## TASK TO COMPLETE:
Write out all the entries below as a Markdown table with the columns No. and Text, one non-blank line per row. Omit the pictures.

>>>

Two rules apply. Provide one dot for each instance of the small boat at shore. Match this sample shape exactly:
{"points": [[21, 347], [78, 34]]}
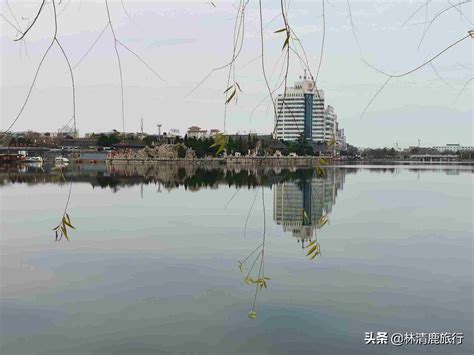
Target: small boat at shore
{"points": [[37, 160]]}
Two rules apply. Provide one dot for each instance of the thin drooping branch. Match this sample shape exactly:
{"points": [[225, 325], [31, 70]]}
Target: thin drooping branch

<<<

## WRITTEN RESPONSE:
| No. | Text |
|---|---|
| 1 | Two rules apply. Provide one dot for each instance of the small boat at shore. Match this sample shape exactly: |
| 2 | {"points": [[21, 347], [78, 34]]} |
| 3 | Target: small boat at shore |
| 4 | {"points": [[37, 160]]} |
| 5 | Two rules apply. Provide one dot for each instance of the thin drooping branch. Match this sample shape exactly: |
| 6 | {"points": [[225, 325], [31, 70]]} |
| 7 | Target: thin drooping branch |